EXERCISE PROMPT :: The task calls for each record to be given again exactly.

[Saved entries]
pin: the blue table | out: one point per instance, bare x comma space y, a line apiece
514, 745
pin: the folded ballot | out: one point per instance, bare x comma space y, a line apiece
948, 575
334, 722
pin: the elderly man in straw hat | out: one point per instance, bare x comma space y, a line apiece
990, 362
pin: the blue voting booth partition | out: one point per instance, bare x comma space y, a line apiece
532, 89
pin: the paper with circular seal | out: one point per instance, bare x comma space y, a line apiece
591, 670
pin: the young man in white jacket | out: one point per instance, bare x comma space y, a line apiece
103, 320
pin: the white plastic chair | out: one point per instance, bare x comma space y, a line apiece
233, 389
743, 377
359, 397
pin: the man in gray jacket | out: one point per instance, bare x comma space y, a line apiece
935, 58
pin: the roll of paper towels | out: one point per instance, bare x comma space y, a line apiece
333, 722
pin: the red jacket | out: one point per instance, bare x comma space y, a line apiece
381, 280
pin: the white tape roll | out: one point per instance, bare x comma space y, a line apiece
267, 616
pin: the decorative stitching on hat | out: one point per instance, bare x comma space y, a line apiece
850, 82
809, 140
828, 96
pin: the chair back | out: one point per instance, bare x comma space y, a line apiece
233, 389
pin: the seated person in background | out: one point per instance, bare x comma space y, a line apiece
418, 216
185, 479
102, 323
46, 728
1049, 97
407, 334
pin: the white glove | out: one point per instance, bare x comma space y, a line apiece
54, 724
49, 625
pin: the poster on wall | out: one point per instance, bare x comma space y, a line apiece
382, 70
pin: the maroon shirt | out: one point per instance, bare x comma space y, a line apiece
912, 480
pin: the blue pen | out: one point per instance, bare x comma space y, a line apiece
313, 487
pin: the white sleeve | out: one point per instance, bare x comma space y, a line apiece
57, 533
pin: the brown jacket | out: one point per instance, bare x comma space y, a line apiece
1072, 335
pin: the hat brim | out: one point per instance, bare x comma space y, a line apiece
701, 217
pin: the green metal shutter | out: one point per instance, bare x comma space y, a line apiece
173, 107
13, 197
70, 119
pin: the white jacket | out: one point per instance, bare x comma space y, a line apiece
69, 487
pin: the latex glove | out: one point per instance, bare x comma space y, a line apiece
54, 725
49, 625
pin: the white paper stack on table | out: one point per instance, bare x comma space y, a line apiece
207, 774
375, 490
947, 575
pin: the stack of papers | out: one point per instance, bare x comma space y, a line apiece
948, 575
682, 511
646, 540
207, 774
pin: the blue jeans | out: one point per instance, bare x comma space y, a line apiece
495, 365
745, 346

OUTPUT FOR THIS EXERCISE ::
pin: the blue table | out: one point per instance, bare x comma space y, a line apiece
514, 745
pin: the folded ballot | out: one point per instance, bare x comma space y, a line apiece
948, 575
334, 722
pin: the elderly man in straw hat | out: one point per instance, bare x comma space y, a line apiece
990, 362
pin: the blue voting booth partition | out: one point per instance, bare x comma space y, a line apiece
532, 89
pin: the paper with circular seal | out: one point per instance, bare x comma space y, a line apiece
591, 670
pin: the young man in white jacket | out: one point per instance, bare x comma space y, a line apiece
103, 320
pin: the white plastic chair | out: one point per instance, bare x comma space y, a line apiece
233, 389
743, 377
359, 397
pin: the man in gray jacket | out: one point per instance, bare x comma space y, a line apiece
935, 58
pin: the roll of paper towels | out: one point per instance, bare x comma space y, a line apiece
333, 722
pin: the red jacket | out: one point per instance, bare x comma space y, a line apiece
381, 280
pin: the white tape roll | out: one point per instance, bare x comma space y, a line apiece
267, 616
pin: the decorative stitching on hat | out: one point per instance, bare x comma space y, a line apiece
850, 82
809, 140
828, 96
pin: the chair back | out: one point per instance, bare x comma space y, a line apiece
233, 389
pin: the seated person in background | out: one point per instance, bare x comma space y, a line apiece
418, 216
185, 479
102, 323
46, 728
1049, 97
407, 334
pin: the white glove | out: one point per instance, bare x comma space y, a line apiece
54, 724
49, 625
pin: the poster on wall | out: one point per instance, bare x comma space y, a line apiece
382, 70
pin: the maroon shirt | out: one point per instance, bare x comma space y, a line apiece
912, 480
pin: the blue pen | out: one point per instance, bare x comma space y, a line apiece
313, 487
pin: the white sleeve | out: one point per instance, bare x comma space y, a line apiece
57, 533
pin: the brown jacket | out: one point per instance, bare x comma space y, a line apiece
1072, 335
pin: the hat brim | out: one point per instance, bare x comma space y, a line apiece
701, 217
pin: the green metal shutter | out: one point per instance, bare x comma space y, a line apiece
173, 107
13, 197
70, 119
pin: the white jacket | out: one point per instance, bare x comma space y, a line apiece
69, 487
pin: the latex glove | out: one point per instance, bare x comma space y, a line apiece
54, 725
49, 625
pin: the white paper stack on table | out: one point per instance, bare x comma space y, a line apiece
207, 774
375, 490
947, 575
pin: the stack of papers | out: one point per instance, bare x comma space y, a line apiece
948, 575
682, 511
646, 540
207, 774
pin: the blue jeans | out: one point per instance, bare x comma space y, a line apiece
495, 365
745, 346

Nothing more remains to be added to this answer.